_Work instructions:_
Look for "Query: young man" in the listing below, then copy exactly the line it appears in and all lines after it to the end, and nothing more.

=====

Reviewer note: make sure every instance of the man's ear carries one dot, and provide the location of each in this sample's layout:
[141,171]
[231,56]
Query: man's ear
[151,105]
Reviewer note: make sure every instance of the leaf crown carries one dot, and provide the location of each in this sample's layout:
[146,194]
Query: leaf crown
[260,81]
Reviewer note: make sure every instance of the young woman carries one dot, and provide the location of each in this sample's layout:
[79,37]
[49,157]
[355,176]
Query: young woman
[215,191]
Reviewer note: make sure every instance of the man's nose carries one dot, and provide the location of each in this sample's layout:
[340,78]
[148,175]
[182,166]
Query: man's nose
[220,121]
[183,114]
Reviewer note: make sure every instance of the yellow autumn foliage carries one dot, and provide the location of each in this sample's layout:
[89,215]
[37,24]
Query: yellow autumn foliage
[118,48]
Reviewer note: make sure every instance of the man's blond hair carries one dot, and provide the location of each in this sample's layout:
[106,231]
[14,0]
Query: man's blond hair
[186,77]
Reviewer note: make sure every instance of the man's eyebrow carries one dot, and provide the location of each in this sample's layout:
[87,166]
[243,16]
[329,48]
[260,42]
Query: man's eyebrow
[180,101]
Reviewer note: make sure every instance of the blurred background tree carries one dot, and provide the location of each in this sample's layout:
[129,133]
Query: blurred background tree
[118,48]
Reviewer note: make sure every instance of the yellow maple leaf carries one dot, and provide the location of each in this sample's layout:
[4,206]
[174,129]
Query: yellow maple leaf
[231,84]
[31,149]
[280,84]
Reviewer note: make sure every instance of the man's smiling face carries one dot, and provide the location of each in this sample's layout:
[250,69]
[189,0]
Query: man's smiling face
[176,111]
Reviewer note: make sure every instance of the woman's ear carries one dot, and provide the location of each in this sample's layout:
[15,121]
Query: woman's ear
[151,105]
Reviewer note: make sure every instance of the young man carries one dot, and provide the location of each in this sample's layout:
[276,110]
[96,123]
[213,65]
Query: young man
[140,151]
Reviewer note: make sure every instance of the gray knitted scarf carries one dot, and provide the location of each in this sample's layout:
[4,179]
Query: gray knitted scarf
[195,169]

=====

_The answer:_
Query: young man
[140,151]
Reviewer note: make sure every instance of the gray knitted scarf carries one dot, and provide the location of each in this sample's layout:
[4,179]
Query: gray knitted scarf
[195,169]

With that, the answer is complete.